■ **EXERCISE OBJECTIVE**:
Filter the records down to the lines that contain the word "mask", treating uppercase and lowercase as different, and copy each matching line.

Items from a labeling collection
:::

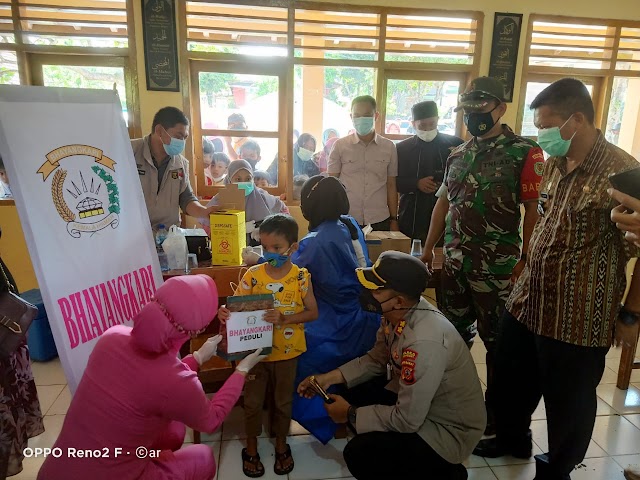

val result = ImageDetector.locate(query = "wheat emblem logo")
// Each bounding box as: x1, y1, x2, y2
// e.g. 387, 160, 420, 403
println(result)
38, 145, 120, 238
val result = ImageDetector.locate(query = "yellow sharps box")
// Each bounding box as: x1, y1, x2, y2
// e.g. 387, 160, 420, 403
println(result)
210, 210, 247, 265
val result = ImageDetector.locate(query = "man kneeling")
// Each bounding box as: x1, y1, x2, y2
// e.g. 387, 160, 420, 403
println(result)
298, 251, 486, 480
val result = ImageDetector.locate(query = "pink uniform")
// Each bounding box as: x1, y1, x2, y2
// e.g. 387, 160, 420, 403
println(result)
38, 275, 244, 480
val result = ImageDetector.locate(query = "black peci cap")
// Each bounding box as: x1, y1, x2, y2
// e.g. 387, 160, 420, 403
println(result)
356, 250, 431, 298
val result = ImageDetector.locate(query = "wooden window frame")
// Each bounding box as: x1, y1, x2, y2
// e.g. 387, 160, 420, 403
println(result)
178, 0, 484, 204
0, 0, 142, 138
516, 14, 640, 139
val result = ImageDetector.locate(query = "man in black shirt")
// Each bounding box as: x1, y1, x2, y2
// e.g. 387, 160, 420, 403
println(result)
396, 101, 462, 244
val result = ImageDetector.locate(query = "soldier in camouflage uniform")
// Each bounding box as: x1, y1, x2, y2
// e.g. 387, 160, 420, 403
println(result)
423, 77, 544, 435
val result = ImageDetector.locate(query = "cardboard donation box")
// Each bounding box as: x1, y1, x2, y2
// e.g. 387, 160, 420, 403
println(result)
217, 295, 274, 361
210, 210, 247, 265
365, 231, 411, 262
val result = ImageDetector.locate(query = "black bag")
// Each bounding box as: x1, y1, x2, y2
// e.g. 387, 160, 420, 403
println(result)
0, 263, 38, 357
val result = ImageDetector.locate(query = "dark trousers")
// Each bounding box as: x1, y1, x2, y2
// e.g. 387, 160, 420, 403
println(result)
494, 312, 609, 478
360, 217, 391, 232
343, 377, 467, 480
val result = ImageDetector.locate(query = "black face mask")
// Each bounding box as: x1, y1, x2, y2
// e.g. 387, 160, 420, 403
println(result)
464, 104, 499, 137
360, 288, 396, 315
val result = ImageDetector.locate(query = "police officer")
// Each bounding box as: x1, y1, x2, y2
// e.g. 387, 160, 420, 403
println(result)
422, 77, 544, 435
396, 101, 463, 244
131, 107, 217, 230
298, 251, 486, 480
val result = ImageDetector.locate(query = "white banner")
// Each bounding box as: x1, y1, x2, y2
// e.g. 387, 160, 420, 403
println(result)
0, 85, 162, 393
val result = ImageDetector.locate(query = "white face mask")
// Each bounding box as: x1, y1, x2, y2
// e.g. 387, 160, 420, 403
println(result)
416, 128, 438, 142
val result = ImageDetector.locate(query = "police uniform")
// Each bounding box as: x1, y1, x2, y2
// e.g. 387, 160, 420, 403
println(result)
131, 135, 198, 230
339, 252, 486, 479
396, 133, 463, 242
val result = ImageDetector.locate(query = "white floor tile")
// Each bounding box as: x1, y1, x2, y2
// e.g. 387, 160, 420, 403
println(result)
29, 415, 65, 448
571, 457, 624, 480
467, 467, 496, 480
596, 397, 617, 416
218, 438, 280, 480
31, 358, 67, 385
624, 413, 640, 428
222, 407, 268, 441
289, 435, 350, 480
471, 342, 487, 363
604, 358, 620, 373
592, 415, 640, 455
611, 454, 640, 468
47, 387, 71, 415
36, 385, 65, 415
289, 420, 310, 436
531, 398, 547, 420
607, 347, 622, 358
491, 463, 536, 480
596, 384, 640, 414
600, 367, 618, 384
485, 442, 543, 468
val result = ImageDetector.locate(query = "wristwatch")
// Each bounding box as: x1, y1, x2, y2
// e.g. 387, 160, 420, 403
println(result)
618, 305, 640, 325
347, 405, 358, 433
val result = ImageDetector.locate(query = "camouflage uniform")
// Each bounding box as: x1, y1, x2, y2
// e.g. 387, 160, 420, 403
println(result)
438, 125, 544, 426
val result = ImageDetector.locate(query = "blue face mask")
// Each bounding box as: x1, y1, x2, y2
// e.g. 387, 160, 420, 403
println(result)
538, 115, 575, 157
353, 117, 373, 137
236, 182, 255, 197
262, 247, 291, 268
162, 130, 187, 156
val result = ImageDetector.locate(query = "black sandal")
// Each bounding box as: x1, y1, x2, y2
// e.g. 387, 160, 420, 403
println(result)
273, 445, 294, 475
242, 448, 264, 478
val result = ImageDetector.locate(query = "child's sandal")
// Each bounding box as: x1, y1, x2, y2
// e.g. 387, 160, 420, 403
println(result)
273, 445, 294, 475
242, 448, 264, 478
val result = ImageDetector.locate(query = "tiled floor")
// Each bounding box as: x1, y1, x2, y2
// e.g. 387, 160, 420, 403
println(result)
11, 343, 640, 480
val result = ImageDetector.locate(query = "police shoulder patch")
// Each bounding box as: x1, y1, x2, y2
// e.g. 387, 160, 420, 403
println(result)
400, 348, 418, 385
533, 162, 544, 175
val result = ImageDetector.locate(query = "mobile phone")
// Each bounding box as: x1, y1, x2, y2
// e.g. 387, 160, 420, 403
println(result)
309, 375, 335, 404
609, 167, 640, 199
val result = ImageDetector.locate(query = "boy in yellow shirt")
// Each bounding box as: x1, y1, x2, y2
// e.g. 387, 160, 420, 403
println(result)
218, 214, 318, 477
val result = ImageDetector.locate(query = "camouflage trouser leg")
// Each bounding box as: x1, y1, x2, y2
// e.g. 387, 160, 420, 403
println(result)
438, 264, 511, 430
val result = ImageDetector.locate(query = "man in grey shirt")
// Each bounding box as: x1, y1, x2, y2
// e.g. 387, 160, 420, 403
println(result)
131, 107, 217, 230
298, 251, 486, 480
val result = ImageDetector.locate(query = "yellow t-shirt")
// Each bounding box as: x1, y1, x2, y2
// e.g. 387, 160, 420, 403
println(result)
235, 263, 311, 362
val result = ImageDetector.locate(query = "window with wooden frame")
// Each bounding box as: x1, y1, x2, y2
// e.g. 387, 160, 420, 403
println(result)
518, 15, 640, 158
0, 0, 141, 137
179, 0, 483, 199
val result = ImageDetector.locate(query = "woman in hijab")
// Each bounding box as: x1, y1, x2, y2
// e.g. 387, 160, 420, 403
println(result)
38, 275, 264, 480
293, 133, 320, 177
291, 175, 380, 443
199, 160, 289, 245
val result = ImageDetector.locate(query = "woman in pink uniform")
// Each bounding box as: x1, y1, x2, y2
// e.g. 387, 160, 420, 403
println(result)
38, 275, 264, 480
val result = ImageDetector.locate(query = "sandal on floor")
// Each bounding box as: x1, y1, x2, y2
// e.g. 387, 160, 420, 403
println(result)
273, 445, 294, 475
242, 448, 264, 478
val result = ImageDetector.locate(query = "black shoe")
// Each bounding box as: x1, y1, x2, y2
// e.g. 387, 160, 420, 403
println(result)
533, 453, 571, 480
473, 431, 533, 459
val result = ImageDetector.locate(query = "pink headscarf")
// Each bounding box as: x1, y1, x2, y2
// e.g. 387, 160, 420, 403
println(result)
131, 275, 218, 353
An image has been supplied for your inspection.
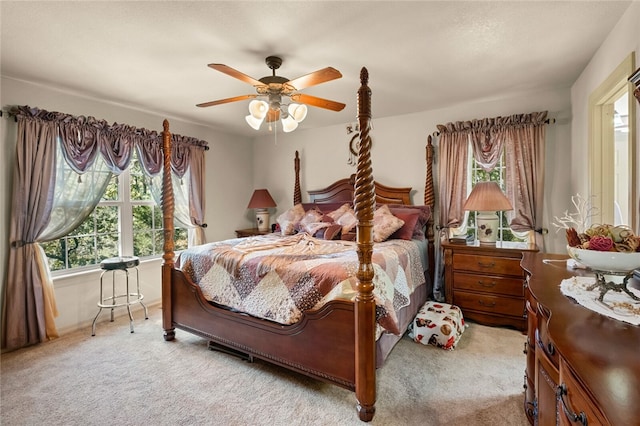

:::

■ **OUTPUT**:
val result = ImageDetector.locate(query = "black face mask")
val result = ImageDetector.locate(query = "white face mask")
val result = ImageDetector.locate(query = "blue face mask")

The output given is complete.